**BRIEF**
According to the article on India's ties with Russia, when did Sergei Lavrov visit India?

GIVEN TEXT Block Start

India strikes the balance between old friends and new

ANALYSIS
India strikes the balance between old friends and new
External Affairs Minister S Jaishankar along with Russian Foreign Minister Sergey Lavrov address a joint press conference, in Moscow. The visit was aimed more at reiterating the importance both nations accord each other.Courtesy: ANI

External affairs minister Dr. S Jaishankar’s three-day Russia visit highlights the importance India gives to its old ally even as it continues to strengthen ties with the US and Japan.

India’s external affairs minister Dr S Jaishankar’s three-day tour of Russia last week would have been perceived as routine if not for the changing dynamics of the world order in the post pandemic era.

For India, the need to strengthen its defences against China has seen it veer towards the US led Quad alliance but with increased parleys with Russia, India has sought to strike a balance. After all, Russia is one of the oldest and strongest allies for independent India.

The tour happened within three months of Russian external affairs minister Sergei Lavrov’s own trip to India in April this year. While no major deals or agreements were signed, India and Russia were anyway working closely during the pandemic--the start of manufacture of Sputnik vaccines is an example, and the visit was aimed more at reiterating the importance both nations accord each other.

"There is no doubt the relations between India and Russia have been among the steadiest of the major relationships in the world after the Second World War. But at the end of the day, the logic of geopolitics was so compelling that we barely remember these, even as minor aberrations. The undeniable reality of the exceptional resilience of our ties is surely a phenomenon that is worth analysing," Jaishankar said.

India and Russia have shared a mutually beneficial relationship based on trust and friendship honed over 70 years now. In the period just after independence, as India sought to empower its economy in its quest for self-sufficiency, Russia pitched in with technology and investments in heavy machine building, mining, energy production and steel plants. Yet, the relationship is not merely transactional in nature. It was unaffected by India’s non-aligned stance during the cold war era. Later when India opened its economy and drew closer to the US, it was not at the cost of Russia. This neat balancing act is a seminal aspect of Indo-Russian ties.

Evolution of inter-state relations

“I think what makes our working together so natural and comfortable is our belief in a multipolar global order,” Jaishankar added. “We consider that to be a reflection of a very natural and inevitable process of evolution of inter-state relations in the 21st century. "The paradox is though, that precisely that the relation is so steady, this relationship is sometimes taken for granted. The case for its constant nurturing is as powerful, if not more, than with the more volatile ones."

GIVEN TEXT Block End
INFORMATION GIVEN Block Start

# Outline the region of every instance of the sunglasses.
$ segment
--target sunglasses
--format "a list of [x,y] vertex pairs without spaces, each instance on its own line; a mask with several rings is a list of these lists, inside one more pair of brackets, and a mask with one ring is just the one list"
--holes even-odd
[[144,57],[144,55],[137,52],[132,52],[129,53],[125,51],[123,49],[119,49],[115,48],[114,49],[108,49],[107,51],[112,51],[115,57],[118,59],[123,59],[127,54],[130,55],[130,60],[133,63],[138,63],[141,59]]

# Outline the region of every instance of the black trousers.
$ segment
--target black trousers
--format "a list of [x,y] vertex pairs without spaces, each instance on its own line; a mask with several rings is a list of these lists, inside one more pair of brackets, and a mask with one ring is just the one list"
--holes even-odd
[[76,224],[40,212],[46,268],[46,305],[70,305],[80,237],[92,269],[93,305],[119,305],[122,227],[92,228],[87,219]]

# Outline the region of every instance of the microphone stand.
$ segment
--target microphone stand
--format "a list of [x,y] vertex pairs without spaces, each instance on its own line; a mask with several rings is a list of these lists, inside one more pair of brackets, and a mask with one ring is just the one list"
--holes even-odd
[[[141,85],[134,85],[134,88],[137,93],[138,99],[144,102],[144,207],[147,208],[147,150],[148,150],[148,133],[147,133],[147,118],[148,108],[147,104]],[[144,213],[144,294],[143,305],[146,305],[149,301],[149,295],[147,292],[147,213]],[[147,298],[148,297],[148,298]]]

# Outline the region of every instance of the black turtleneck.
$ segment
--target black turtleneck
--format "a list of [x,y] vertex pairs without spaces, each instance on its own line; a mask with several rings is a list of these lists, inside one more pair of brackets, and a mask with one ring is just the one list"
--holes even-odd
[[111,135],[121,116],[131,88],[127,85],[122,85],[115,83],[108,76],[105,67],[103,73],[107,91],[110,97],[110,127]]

INFORMATION GIVEN Block End

**PROBLEM SOLUTION**
In April this year, within three months before Jaishankar's tour of Russia.